Data extract ->
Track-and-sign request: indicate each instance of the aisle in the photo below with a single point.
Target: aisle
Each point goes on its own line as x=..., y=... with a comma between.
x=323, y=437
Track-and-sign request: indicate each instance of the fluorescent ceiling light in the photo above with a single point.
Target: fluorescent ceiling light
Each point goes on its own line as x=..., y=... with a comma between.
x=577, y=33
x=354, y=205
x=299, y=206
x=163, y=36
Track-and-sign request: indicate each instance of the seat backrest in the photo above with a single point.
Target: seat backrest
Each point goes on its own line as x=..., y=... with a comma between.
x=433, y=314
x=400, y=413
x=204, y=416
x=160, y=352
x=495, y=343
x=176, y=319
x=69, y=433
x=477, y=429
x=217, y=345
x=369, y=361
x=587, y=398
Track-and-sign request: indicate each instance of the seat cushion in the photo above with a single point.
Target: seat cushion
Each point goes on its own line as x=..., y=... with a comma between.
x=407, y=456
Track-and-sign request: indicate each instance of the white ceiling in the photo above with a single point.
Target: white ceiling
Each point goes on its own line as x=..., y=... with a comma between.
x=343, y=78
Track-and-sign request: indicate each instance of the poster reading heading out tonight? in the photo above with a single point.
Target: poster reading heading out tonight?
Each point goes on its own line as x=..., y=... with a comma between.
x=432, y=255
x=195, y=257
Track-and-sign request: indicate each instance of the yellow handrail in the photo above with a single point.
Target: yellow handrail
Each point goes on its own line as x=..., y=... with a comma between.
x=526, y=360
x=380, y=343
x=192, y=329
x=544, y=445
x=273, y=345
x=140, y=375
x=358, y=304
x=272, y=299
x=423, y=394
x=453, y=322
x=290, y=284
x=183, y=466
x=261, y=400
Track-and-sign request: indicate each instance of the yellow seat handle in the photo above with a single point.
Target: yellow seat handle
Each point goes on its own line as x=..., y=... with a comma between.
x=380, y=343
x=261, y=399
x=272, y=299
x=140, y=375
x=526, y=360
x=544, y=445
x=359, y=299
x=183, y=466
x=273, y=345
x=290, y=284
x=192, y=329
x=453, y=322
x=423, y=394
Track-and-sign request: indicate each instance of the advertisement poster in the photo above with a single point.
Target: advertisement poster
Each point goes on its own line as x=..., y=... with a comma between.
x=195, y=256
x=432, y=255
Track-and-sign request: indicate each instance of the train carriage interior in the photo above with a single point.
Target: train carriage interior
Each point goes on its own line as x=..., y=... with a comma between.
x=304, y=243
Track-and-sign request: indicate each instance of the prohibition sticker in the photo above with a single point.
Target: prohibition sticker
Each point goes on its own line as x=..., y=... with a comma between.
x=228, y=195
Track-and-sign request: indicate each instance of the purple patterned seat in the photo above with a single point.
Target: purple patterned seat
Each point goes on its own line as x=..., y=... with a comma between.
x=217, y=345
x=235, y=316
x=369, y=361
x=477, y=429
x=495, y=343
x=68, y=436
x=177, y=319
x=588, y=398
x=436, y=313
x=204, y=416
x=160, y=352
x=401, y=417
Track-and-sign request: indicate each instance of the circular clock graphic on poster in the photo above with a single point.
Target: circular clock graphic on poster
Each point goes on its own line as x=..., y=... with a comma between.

Exercise ->
Write out the material above again, swapping "instance" for "occurrence" everywhere it appears and changing nothing else.

Complete response ->
Track-and-sign request: indicate each occurrence of the aisle in the photo below with a single point.
Target: aisle
Each point goes on its own line as x=..., y=... with a comma between.
x=323, y=437
Track-and-sign request: indicate each occurrence of the fluorescent ceiling light in the photo above with a single point.
Target: fluorescent ceiling light
Each point goes on its own line as x=..., y=... with a comma between.
x=577, y=33
x=354, y=205
x=299, y=206
x=163, y=36
Track-and-sign request: indicate each occurrence of the seat backrest in the photo above with a single point.
Target: seat backrest
Each point goes on its own line as x=..., y=... with a comma between.
x=433, y=314
x=400, y=413
x=204, y=416
x=160, y=352
x=495, y=343
x=176, y=319
x=69, y=433
x=477, y=429
x=217, y=345
x=369, y=361
x=587, y=398
Track-and-sign request: indicate each occurrence of the seat cushion in the photo above with a single point.
Target: seat cushion
Each point goes on its own line as x=..., y=... with a comma between.
x=407, y=456
Track-and-sign request: indicate each occurrence of the white ceiling in the photo above with a single point.
Target: white ceiling
Each point goes on its own line as x=..., y=... with a comma between.
x=343, y=78
Track-and-sign request: indicate each occurrence of the poster reading heading out tonight? in the photo above with a single point.
Target: poster reading heading out tonight?
Each point goes on its own line as x=..., y=... with a comma between.
x=432, y=255
x=195, y=257
Track-and-sign request: indicate each occurrence of the yellow handrail in the photo above with a single point.
Target: yellow handrail
Each point goes on its own line as x=..., y=... with a comma between.
x=526, y=360
x=380, y=343
x=192, y=329
x=544, y=445
x=273, y=345
x=140, y=375
x=358, y=304
x=272, y=299
x=423, y=394
x=453, y=322
x=290, y=284
x=183, y=466
x=261, y=400
Track-and-sign request: indicate each occurrence of the yellow seat handle in the photo above with a single point.
Target: yellow seat handle
Each point goes on its own line as x=..., y=... with a comma between.
x=380, y=343
x=261, y=399
x=272, y=299
x=140, y=375
x=526, y=360
x=544, y=445
x=359, y=299
x=183, y=466
x=273, y=345
x=290, y=284
x=192, y=329
x=453, y=322
x=423, y=394
Track-and-sign request: indicate each occurrence of the advertisement poster in the photo above with a single point.
Target: advertisement poster
Each point goes on its own line as x=..., y=... with a comma between.
x=195, y=256
x=432, y=255
Track-and-sign request: indicate each occurrence of the train carriage interior in the photo above with a single point.
Target: train carriage interior
Each point goes on its own line as x=..., y=... with a comma between.
x=304, y=243
Track-and-sign request: indicate each occurrence of the prohibition sticker in the photo above with a single point.
Target: prohibition sticker
Each point goes on its own line as x=..., y=... with a comma between.
x=228, y=195
Track-and-sign request: indicate each occurrence of the purple patterned seat in the photo above with a single point.
Target: purple patterned seat
Each point goes on its own line as x=..., y=... with a comma between.
x=217, y=345
x=235, y=316
x=369, y=361
x=477, y=429
x=495, y=343
x=68, y=436
x=177, y=319
x=588, y=398
x=436, y=313
x=204, y=416
x=160, y=352
x=401, y=417
Track-and-sign request: indicate each occurrence of the circular clock graphic on poster in the photo above with a single point.
Target: circular clock graphic on poster
Each point goes on its own line as x=..., y=... with a comma between.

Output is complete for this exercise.